What is needed
From the first line to the last, please write out the data exactly.

━━━ Source information ━━━

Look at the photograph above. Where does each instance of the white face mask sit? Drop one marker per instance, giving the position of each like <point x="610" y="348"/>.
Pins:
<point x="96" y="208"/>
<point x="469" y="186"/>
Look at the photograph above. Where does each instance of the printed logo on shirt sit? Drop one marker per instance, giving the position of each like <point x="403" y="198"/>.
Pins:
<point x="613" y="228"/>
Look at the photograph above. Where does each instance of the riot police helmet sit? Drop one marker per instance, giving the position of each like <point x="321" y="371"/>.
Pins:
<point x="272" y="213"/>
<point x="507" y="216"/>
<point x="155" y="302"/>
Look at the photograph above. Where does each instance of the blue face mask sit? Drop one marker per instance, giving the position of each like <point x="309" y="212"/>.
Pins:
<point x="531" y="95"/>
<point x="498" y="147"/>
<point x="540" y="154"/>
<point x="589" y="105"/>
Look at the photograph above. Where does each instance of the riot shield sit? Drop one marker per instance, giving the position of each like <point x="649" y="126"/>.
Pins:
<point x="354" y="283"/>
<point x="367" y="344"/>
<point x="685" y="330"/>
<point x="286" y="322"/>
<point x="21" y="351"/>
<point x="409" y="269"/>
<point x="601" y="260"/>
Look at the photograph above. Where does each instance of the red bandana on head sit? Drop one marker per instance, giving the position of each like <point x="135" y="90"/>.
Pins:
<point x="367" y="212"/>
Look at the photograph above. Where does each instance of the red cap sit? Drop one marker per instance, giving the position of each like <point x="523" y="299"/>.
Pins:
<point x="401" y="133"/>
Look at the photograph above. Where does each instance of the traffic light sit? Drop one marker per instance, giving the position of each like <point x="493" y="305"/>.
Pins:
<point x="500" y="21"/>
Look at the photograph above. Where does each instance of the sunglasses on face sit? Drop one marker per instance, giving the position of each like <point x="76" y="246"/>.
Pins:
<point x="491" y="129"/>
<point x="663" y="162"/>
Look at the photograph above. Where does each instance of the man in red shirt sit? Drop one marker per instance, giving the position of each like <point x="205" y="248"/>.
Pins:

━━━

Your solution
Look at the photograph above. Where does each instance of the white face mask sit? Drop one marker per instance, giving the position of each like <point x="610" y="348"/>.
Pins:
<point x="96" y="208"/>
<point x="469" y="186"/>
Look at the photograph above. Where does each instance of the printed logo on shirt sit? Drop one marker per instance, giving the position of each like <point x="403" y="198"/>.
Pins:
<point x="613" y="228"/>
Look at the photograph above. Where does each instance of the riot police helmet sit? Drop one marker per instance, giving the position of each like <point x="321" y="371"/>.
Pins:
<point x="272" y="213"/>
<point x="507" y="216"/>
<point x="155" y="302"/>
Look at the photograph above. Where does each instance of the blue face mask sit? Drop one marker per instance, giving the position of each like <point x="309" y="212"/>.
Pins:
<point x="531" y="95"/>
<point x="498" y="147"/>
<point x="540" y="154"/>
<point x="589" y="105"/>
Look at the photograph above. Where does each instance of the riot shield sit? Drop one marker per instance, giving the position of each like <point x="649" y="126"/>.
Pins:
<point x="354" y="283"/>
<point x="367" y="344"/>
<point x="685" y="330"/>
<point x="286" y="322"/>
<point x="21" y="351"/>
<point x="409" y="269"/>
<point x="601" y="260"/>
Look at the photograph above. Where does each instance of the red bandana on head sit? Drop one marker per instance, giving the position of each like <point x="135" y="90"/>.
Pins:
<point x="367" y="212"/>
Look at the photograph above. Where does each instance of the red cap sit? Drop one marker per instance, giving the position of each like <point x="523" y="299"/>.
Pins:
<point x="401" y="133"/>
Look at the photograph above. Where does each instance of the traffic light sit? Drop one marker per instance, giving the position of each like <point x="493" y="305"/>.
Pins:
<point x="500" y="21"/>
Look at the photograph above. Where does each instance of the sunglasses on face sit? Drop one marker per instance, giving the position of each like <point x="76" y="246"/>.
Pins:
<point x="491" y="129"/>
<point x="663" y="162"/>
Look at the photograph above. Where does each instance of the man in red shirt sit? Drop one marker per instance, giving the position of each like <point x="205" y="248"/>.
Pins:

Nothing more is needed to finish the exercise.